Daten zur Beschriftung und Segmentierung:
= = = = = = =
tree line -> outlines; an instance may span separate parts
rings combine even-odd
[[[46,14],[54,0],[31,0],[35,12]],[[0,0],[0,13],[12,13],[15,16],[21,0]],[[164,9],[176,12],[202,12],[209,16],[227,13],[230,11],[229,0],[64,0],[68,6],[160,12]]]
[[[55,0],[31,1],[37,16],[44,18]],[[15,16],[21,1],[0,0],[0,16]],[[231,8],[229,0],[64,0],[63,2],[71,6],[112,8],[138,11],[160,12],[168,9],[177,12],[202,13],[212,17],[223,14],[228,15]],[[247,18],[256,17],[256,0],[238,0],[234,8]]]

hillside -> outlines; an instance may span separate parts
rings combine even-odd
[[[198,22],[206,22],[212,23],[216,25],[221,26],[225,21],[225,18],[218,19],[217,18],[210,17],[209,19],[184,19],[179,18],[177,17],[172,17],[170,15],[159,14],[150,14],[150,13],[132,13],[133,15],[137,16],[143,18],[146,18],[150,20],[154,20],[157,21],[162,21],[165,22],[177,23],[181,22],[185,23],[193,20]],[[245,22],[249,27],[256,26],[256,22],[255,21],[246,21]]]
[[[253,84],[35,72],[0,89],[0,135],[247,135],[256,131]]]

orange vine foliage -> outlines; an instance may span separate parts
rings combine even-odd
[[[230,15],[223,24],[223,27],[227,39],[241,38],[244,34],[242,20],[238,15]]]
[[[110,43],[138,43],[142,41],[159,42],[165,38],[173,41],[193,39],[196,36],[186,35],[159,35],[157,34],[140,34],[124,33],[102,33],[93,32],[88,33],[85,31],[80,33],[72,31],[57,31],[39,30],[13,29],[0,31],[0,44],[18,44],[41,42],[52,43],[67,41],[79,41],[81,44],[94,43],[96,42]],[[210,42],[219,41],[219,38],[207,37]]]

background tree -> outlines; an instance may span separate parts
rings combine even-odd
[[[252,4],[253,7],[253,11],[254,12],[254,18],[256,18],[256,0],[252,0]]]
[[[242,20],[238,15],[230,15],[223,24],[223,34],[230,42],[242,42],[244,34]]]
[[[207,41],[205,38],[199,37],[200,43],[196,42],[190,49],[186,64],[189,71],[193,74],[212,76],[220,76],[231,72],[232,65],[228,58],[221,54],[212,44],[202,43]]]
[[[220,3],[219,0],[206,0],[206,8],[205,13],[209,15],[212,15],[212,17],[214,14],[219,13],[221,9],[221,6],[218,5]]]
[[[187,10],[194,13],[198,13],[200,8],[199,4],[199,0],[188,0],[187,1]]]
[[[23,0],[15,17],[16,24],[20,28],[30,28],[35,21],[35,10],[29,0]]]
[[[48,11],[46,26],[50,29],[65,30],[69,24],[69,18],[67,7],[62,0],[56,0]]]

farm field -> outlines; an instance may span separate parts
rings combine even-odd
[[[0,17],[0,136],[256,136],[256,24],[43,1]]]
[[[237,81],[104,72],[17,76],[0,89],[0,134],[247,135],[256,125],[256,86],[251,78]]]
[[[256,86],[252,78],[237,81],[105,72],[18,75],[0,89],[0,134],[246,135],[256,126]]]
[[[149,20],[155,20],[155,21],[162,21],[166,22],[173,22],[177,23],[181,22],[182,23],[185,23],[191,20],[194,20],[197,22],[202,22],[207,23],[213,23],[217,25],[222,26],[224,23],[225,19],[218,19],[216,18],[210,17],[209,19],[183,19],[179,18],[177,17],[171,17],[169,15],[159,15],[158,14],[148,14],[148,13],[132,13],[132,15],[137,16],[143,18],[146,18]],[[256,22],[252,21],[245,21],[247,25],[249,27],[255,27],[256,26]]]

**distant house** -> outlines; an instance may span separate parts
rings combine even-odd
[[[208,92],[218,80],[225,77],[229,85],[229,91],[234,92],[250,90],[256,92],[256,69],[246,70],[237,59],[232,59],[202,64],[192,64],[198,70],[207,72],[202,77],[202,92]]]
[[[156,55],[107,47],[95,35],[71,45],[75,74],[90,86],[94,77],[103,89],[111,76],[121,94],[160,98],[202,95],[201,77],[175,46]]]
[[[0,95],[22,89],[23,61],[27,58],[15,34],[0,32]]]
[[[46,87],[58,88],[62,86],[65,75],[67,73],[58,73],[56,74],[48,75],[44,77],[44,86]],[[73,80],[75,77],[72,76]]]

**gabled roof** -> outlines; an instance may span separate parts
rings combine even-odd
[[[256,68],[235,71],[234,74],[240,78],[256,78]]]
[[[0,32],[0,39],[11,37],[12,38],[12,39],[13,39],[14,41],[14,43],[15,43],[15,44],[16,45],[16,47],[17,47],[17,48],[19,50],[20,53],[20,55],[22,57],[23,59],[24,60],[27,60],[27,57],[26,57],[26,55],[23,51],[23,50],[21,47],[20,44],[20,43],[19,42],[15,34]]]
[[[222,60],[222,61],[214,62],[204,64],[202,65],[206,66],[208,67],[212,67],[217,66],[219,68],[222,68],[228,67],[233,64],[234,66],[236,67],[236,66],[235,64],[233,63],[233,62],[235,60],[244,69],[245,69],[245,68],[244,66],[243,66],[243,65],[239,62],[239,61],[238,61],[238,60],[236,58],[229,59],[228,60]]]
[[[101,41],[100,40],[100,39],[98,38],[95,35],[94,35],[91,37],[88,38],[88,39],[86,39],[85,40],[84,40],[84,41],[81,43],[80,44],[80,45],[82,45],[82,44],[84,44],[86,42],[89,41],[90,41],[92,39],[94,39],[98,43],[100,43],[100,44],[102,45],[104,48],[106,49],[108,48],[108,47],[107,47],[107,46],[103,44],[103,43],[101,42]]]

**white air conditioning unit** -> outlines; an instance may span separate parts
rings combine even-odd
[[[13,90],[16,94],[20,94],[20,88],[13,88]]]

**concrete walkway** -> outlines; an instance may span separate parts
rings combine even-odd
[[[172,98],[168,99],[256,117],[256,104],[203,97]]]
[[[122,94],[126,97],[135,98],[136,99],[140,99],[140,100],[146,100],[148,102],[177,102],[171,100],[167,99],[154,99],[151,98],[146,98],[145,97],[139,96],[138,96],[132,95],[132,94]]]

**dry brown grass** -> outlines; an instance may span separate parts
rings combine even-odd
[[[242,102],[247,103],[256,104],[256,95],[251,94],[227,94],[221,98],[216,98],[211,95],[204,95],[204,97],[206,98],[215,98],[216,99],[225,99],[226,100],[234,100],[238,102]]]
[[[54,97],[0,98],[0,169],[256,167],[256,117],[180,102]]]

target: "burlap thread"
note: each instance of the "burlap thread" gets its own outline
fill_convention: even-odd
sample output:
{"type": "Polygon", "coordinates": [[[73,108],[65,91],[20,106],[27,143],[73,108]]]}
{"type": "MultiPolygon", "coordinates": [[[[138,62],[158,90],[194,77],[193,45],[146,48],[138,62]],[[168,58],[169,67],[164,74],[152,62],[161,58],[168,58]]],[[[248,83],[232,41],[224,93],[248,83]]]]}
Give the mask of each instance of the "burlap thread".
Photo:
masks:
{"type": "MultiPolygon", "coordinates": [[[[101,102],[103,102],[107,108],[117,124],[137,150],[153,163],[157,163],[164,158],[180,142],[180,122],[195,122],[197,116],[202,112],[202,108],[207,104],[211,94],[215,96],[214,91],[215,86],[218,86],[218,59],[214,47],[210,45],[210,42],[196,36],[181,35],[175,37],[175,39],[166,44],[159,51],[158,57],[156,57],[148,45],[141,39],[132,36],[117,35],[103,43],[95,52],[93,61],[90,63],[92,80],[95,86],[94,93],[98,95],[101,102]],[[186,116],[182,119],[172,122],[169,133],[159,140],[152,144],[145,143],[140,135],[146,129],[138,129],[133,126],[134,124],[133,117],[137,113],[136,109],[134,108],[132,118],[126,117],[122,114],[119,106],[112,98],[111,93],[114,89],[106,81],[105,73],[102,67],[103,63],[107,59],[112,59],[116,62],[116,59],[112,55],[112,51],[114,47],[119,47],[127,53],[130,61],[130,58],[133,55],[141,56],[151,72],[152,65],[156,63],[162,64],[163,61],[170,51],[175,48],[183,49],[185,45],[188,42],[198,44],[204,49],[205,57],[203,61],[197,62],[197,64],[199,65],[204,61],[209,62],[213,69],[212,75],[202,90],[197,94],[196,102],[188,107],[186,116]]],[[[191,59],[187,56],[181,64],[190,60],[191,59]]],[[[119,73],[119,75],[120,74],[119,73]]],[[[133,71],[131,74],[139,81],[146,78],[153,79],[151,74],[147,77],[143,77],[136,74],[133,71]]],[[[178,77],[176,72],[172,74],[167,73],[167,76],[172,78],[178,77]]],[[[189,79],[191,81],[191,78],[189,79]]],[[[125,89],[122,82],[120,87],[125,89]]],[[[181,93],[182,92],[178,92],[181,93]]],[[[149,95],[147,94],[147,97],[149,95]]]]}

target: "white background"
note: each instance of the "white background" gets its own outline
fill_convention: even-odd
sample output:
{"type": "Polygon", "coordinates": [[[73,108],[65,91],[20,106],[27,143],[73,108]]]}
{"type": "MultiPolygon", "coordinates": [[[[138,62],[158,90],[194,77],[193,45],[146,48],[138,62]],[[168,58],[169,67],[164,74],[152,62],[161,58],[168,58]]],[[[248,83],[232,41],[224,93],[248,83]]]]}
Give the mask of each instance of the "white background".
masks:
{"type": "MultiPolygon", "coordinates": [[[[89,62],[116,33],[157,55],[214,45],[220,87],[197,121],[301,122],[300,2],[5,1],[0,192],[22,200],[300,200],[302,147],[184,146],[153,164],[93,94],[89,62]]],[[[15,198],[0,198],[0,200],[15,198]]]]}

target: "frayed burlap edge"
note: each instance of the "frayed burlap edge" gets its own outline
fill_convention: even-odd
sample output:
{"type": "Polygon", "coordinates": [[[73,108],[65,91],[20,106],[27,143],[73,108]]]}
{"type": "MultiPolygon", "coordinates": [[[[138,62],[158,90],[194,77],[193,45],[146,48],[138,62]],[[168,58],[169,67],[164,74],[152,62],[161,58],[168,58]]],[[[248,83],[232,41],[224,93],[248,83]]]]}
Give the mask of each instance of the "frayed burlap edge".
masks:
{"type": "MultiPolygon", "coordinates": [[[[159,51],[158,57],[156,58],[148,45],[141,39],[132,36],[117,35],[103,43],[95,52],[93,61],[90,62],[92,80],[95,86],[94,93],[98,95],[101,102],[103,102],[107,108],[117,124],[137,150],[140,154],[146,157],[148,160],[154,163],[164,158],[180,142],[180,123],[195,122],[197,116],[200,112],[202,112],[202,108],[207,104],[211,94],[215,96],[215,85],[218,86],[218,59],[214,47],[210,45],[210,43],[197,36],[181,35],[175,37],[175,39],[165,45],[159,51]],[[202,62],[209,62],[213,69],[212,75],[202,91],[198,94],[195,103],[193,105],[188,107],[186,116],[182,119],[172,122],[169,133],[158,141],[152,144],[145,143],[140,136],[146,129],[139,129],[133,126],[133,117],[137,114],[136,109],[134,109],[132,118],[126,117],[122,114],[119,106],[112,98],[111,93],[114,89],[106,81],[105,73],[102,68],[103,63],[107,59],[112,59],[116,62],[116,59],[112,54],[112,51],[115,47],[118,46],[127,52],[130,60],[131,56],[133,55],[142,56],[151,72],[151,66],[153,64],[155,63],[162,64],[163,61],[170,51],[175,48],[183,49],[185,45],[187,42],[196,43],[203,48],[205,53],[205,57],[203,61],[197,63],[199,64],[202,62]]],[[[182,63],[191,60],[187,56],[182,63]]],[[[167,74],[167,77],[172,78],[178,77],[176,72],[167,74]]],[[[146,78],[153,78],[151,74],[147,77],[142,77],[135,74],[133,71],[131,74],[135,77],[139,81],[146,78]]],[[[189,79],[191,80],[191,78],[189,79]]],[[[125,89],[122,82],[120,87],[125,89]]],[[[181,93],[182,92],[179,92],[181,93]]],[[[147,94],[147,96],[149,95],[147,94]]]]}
= = = = = = =
◆ Zur Aufgabe: Gib den Abschnitt, der mit der ersten Zeile der Daten beginnt und mit der Zeile endet, die „[[[253,84],[35,72],[0,89],[0,135],[247,135],[256,131]]]“ enthält, Zeile für Zeile unverändert wieder. Beide Grenzzeilen gehören dazu.

◆ Ergebnis der Aufgabe:
tree line -> outlines; an instance may span separate parts
rings combine even-odd
[[[46,14],[54,0],[31,0],[35,12]],[[0,0],[0,13],[12,13],[15,16],[21,0]],[[164,9],[176,12],[202,12],[209,16],[227,13],[230,11],[229,0],[64,0],[68,6],[160,12]]]
[[[55,0],[31,1],[37,16],[44,18]],[[15,16],[21,1],[0,0],[0,16]],[[231,8],[229,0],[64,0],[63,2],[71,6],[112,8],[138,11],[160,12],[168,9],[177,12],[202,13],[212,17],[223,14],[228,15]],[[247,18],[256,17],[256,0],[238,0],[234,8]]]

hillside -> outlines; an instance may span separate parts
rings combine even-odd
[[[198,22],[206,22],[212,23],[216,25],[221,26],[225,21],[225,18],[218,19],[217,18],[210,17],[209,19],[184,19],[179,18],[177,17],[172,17],[170,15],[159,14],[150,14],[150,13],[132,13],[133,15],[137,16],[143,18],[146,18],[150,20],[154,20],[157,21],[162,21],[165,22],[177,23],[181,22],[185,23],[193,20]],[[245,22],[249,27],[256,26],[256,22],[255,21],[246,21]]]
[[[253,84],[35,72],[0,89],[0,135],[247,135],[256,131]]]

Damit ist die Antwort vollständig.